-- Start of Given text --

219. Furthermore, enforcement of a Chapter 25 judgment may be frustrated by legal and practical impediments. The Code of Civil Procedure does not specify the kind of remedial action a court may order and, as the Court has observed above, there is no case-law that could give indications as to the prevailing judicial practice. It is therefore impossible to ascertain whether a Chapter 25 judgment would be limited to a general statement that the established violation be removed or could also order specific measures that would be needed to combat overcrowding and other forms of ill-treatment, affecting not just the claimant but large segments of the prison population. Taking into account the pervasive and structural nature of the problem of overcrowding, consideration should be given to equipping the Russian courts with appropriate legal tools allowing them to consider the problem underlying an individual complaint and effectively deal with situations of massive and concurrent violations of prisoners’ rights resulting from inadequate detention conditions in a given remand facility.
220. Finally, an important issue arises with regard to enforcement of a Chapter 25 court order and a lack of appropriate sanctions for non-enforcement. The recently enacted Compensation Act of 30 April 2010 is not applicable to Chapter 25 court orders as it only allows the creditor to claim monetary compensation in connection with the belated enforcement of a judgment debt against the State budgets (see Nagovitsyn and Nalgiyev (dec.), cited above). Furthermore, Chapter 25 orders do not appear to be subject to mandatory enforcement by the court bailiffs. It follows that such a judicial order may remain without effect in practice. Admittedly, a State official who persistently sabotages enforcement of a judicial decision may be held criminally liable under Article 315 of the Criminal Code; however, the Court has not yet seen evidence of an established practice of instituting criminal proceedings against defaulting officials (see Burdov (no. 2) , cited above, § 104). It is therefore important to introduce measures which ensure that the requirement to report back to the court is respected.

-- End of Given text --
-- Start of Extracted data --

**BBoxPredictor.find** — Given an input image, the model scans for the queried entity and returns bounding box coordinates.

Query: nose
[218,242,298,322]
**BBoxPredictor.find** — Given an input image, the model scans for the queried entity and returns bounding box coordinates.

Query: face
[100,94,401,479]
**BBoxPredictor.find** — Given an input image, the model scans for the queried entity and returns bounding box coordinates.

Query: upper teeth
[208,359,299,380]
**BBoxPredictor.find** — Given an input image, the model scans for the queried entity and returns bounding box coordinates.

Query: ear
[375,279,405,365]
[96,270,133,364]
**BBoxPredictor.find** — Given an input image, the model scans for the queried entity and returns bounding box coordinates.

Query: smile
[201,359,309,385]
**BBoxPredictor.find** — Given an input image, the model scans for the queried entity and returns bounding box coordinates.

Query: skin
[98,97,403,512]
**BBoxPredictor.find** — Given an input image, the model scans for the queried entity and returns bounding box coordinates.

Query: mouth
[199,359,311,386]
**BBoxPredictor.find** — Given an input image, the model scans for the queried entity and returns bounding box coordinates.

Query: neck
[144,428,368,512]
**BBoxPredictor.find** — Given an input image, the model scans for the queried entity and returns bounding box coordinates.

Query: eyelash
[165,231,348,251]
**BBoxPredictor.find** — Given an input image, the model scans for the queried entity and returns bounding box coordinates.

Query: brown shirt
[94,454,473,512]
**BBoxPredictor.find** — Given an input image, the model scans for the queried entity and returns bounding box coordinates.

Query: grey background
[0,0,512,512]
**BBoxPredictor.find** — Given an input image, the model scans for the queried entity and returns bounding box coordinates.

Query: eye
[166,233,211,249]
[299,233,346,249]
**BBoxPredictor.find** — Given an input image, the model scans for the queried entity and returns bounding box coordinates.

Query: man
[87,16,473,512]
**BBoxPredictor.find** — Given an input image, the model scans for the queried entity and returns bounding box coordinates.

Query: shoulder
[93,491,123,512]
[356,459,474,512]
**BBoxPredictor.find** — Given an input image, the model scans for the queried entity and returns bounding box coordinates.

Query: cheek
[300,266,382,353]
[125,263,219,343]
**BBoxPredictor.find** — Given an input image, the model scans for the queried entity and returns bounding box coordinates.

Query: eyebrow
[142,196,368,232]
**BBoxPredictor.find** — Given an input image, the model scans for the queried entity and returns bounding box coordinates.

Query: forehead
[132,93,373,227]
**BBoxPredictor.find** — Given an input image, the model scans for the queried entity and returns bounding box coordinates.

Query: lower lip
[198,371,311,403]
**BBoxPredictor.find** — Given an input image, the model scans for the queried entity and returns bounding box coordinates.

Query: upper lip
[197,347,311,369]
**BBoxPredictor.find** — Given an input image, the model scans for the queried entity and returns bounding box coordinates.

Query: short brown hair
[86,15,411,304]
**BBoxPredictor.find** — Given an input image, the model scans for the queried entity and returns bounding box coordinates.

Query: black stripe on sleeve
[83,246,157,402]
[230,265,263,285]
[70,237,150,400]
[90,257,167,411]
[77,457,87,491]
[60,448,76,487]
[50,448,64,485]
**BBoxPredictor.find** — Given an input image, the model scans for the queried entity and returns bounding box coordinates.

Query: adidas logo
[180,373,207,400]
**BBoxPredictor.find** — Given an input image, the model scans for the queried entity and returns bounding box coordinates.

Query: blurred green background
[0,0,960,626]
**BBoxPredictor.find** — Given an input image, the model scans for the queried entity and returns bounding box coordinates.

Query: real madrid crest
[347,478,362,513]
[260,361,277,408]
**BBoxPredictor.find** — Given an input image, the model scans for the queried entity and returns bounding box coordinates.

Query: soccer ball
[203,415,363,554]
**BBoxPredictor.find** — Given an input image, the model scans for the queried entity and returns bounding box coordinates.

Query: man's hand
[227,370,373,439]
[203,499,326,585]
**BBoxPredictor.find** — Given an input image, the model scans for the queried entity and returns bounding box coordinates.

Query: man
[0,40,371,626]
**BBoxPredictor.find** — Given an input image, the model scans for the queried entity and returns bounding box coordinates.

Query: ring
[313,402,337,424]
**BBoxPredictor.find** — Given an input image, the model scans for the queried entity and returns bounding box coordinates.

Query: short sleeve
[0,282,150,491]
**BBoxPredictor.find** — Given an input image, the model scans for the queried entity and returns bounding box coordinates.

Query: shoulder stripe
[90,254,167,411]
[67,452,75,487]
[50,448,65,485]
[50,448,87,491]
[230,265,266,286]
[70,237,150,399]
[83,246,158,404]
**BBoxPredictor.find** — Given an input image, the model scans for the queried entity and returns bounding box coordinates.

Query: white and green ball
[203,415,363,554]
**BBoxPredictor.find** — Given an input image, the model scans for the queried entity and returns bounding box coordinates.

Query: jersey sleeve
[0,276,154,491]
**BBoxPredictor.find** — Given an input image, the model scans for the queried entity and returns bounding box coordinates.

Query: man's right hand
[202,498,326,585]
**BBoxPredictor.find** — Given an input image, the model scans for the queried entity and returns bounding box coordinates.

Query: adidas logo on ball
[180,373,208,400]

-- End of Extracted data --

● **Challenges**:
A. Rewrite the paragraph of the Chapter 25 excerpt that begins "Finally, an important issue arises" as a short bulleted list that keeps its main facts.
B. According to the Chapter 25 excerpt, under which article of the Criminal Code may a State official who persistently sabotages enforcement of a judicial decision be held criminally liable?
C. Translate this sentence from the Chapter 25 excerpt into Spanish: "Furthermore, Chapter 25 orders do not appear to be subject to mandatory enforcement by the court bailiffs."

● **Expected outputs**:
A.
- There is a problem with enforcing Chapter 25 court orders and no adequate sanctions for failing to enforce them.
- The Compensation Act of 30 April 2010 does not apply to Chapter 25 orders. It only lets a creditor claim money for late enforcement of a judgment debt against the State budgets.
- Court bailiffs do not appear to be required to enforce Chapter 25 orders, so such an order may have no practical effect.
- An official who persistently sabotages enforcement may be held criminally liable under Article 315 of the Criminal Code. However, the Court has seen no evidence of an established practice of prosecuting defaulting officials.
- Measures are needed to ensure that the requirement to report back to the court is respected.

B. Article 315.

C. Además, las órdenes del Capítulo 25 no parecen estar sujetas a ejecución obligatoria por parte de los alguaciles judiciales.